● **EXTRACT PROVIDED**
- Opening Delimiter -

Are Skewed Sex Ratios In America’s Future?

Biopolitical Times

Between numerous newspaper and magazine articles, a report by the World Health Organization, and Mara Hvistendahl’s new book Unnatural Selection, it is safe to declare this the “Summer of Sex Selection” given widespread attention to the topic. This robust conversation is being driven by radically skewed sex ratios in some parts of the world that are wreaking demographic havoc. Son preference, along with increasing access to prenatal sex determination, has led to an estimated 160 million so-called “missing” girls – an astonishing figure that has led some localities to experience out of whack sex ratios that reportedly approach 200 boys born for every 100 girls

I find it interesting that almost every conversation of this phenomenon in Western media outlets discusses son preference as some bizarre cultural practice that “those people do over there,” like bartering at a market. The ubiquitous yet subtly important phrase  “in India and China” that highlights most of these accounts makes it seem like the devaluation of girls and women is uniquely Asian and South Asian – perhaps something that they’ll outgrow as they continue to buy Big Macs and Westernize.

- Closing Delimiter -

● **TASKS TO PERFORM**
A – According to the sex selection article, about how many girls are estimated to be "missing"?
B – Extract from the sex selection article the passage from "I find it interesting" up to and including "Macs and Westernize.".

(Region pointing data)
- Opening Delimiter -

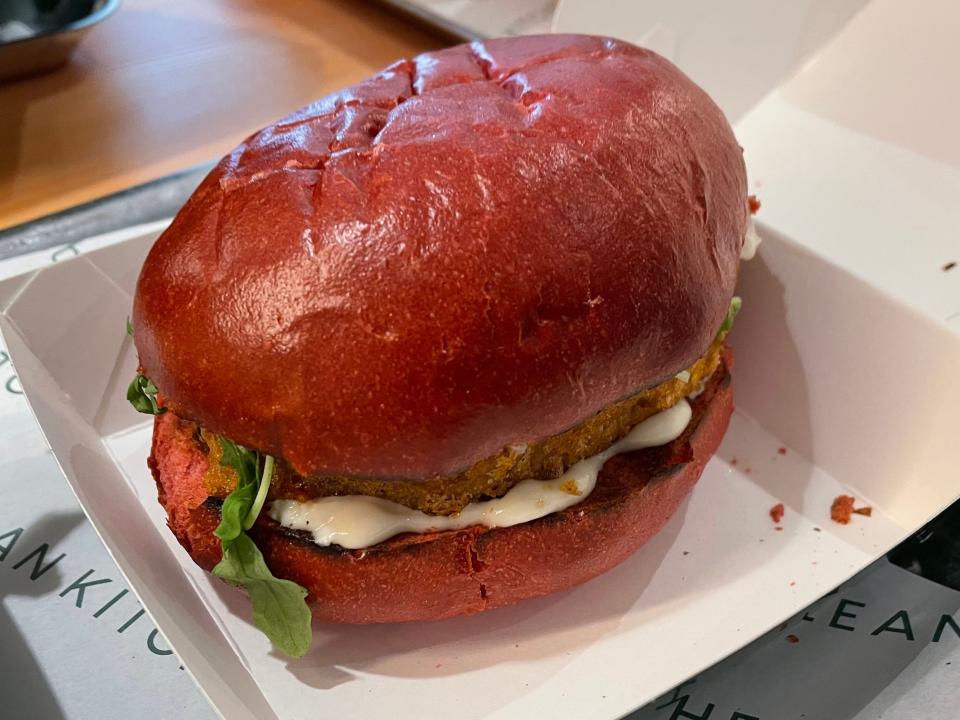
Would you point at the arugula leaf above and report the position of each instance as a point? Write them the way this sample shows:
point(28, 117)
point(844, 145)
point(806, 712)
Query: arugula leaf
point(279, 607)
point(236, 507)
point(735, 304)
point(142, 394)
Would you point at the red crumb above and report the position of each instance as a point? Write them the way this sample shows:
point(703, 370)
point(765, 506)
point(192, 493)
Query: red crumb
point(776, 512)
point(842, 509)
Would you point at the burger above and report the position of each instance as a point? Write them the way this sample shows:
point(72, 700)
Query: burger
point(448, 339)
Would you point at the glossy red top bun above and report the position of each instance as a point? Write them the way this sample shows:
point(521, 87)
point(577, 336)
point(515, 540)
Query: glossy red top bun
point(478, 247)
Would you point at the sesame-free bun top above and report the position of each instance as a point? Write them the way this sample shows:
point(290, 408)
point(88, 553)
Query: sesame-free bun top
point(479, 247)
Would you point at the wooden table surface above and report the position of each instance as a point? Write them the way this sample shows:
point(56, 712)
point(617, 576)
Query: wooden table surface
point(164, 84)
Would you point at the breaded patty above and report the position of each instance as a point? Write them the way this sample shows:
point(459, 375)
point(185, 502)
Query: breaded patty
point(492, 476)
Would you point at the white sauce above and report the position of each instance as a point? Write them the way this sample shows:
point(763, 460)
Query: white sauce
point(751, 241)
point(359, 521)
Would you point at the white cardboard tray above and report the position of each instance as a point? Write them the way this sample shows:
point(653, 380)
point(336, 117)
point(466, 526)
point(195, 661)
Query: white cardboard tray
point(861, 390)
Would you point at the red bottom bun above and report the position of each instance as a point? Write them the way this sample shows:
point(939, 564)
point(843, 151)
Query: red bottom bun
point(439, 575)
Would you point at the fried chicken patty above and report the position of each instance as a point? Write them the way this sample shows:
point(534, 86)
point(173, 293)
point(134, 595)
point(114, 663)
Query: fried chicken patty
point(493, 476)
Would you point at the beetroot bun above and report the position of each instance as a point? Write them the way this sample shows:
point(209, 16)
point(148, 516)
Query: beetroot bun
point(478, 247)
point(436, 575)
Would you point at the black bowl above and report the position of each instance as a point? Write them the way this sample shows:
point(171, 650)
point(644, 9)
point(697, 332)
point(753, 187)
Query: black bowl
point(40, 35)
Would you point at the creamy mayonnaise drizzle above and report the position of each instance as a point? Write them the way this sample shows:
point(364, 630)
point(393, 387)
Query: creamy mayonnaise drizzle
point(359, 521)
point(751, 241)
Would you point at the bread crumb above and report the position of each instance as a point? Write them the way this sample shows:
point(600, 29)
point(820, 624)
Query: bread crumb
point(776, 512)
point(842, 509)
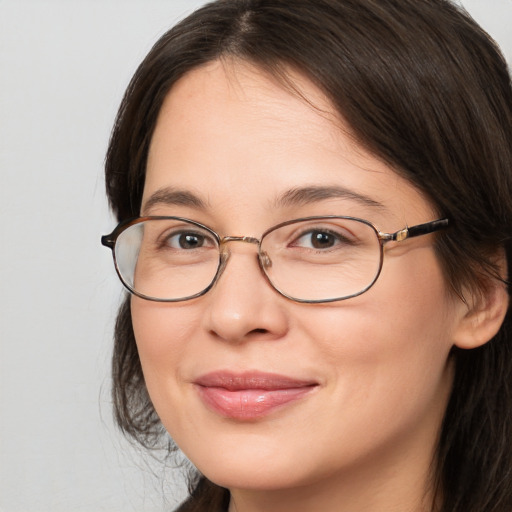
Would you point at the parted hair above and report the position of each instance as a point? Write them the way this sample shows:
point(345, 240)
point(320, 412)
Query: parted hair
point(427, 91)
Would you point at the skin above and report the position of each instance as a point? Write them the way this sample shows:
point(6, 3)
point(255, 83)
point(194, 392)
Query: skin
point(365, 438)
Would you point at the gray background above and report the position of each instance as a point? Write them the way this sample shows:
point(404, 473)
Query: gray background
point(63, 68)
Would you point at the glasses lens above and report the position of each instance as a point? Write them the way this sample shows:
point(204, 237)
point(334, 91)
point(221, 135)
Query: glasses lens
point(322, 259)
point(167, 259)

- Closing Delimiter -

● **ANSWERS BY ITEM NUMBER**
A – An estimated 160 million.

B –
I find it interesting that almost every conversation of this phenomenon in Western media outlets discusses son preference as some bizarre cultural practice that “those people do over there,” like bartering at a market. The ubiquitous yet subtly important phrase  “in India and China” that highlights most of these accounts makes it seem like the devaluation of girls and women is uniquely Asian and South Asian – perhaps something that they’ll outgrow as they continue to buy Big Macs and Westernize.